**Exercise directions**
Please edit the records below by replacing "in this photo" with "in this image" everywhere it occurs, changing nothing else, and leave the pictures out of your answer.

**Supplied entries**
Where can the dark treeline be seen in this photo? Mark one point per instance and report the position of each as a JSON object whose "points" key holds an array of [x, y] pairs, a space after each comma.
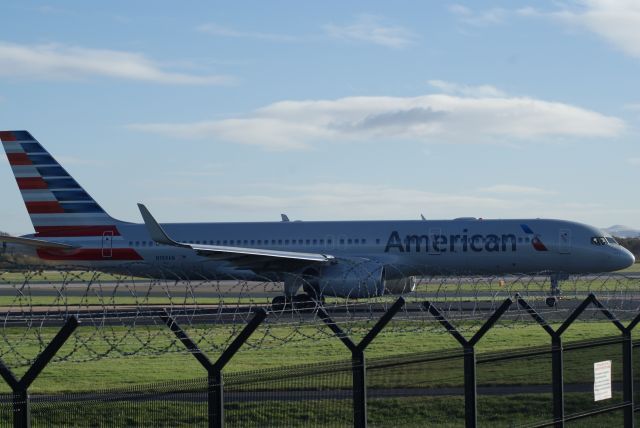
{"points": [[631, 244]]}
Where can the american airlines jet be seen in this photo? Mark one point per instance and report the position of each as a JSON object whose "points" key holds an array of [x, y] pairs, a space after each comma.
{"points": [[324, 258]]}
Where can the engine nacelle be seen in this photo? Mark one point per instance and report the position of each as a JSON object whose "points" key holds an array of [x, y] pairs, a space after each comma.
{"points": [[400, 285], [361, 279], [349, 278]]}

**Task result**
Where can the dark treeline be seen in this image? Mark one point per instance and report the position of each as a JSON object whose "points" key holds an array of [x, y] pairs, a space after each comma.
{"points": [[631, 244]]}
Where can the american airlines jet be seen in this image? Mark one point per instance and report the position of each as a JSON object whose "points" key holds an array of [x, y] pairs, a space after each comma.
{"points": [[324, 258]]}
Where can the engine nacelle be seen in this image? Mark one point per instance and report the position of each as a JSON object whose "points" key holds an array of [x, y] pairs, a space after each comma.
{"points": [[400, 285], [361, 279], [349, 278]]}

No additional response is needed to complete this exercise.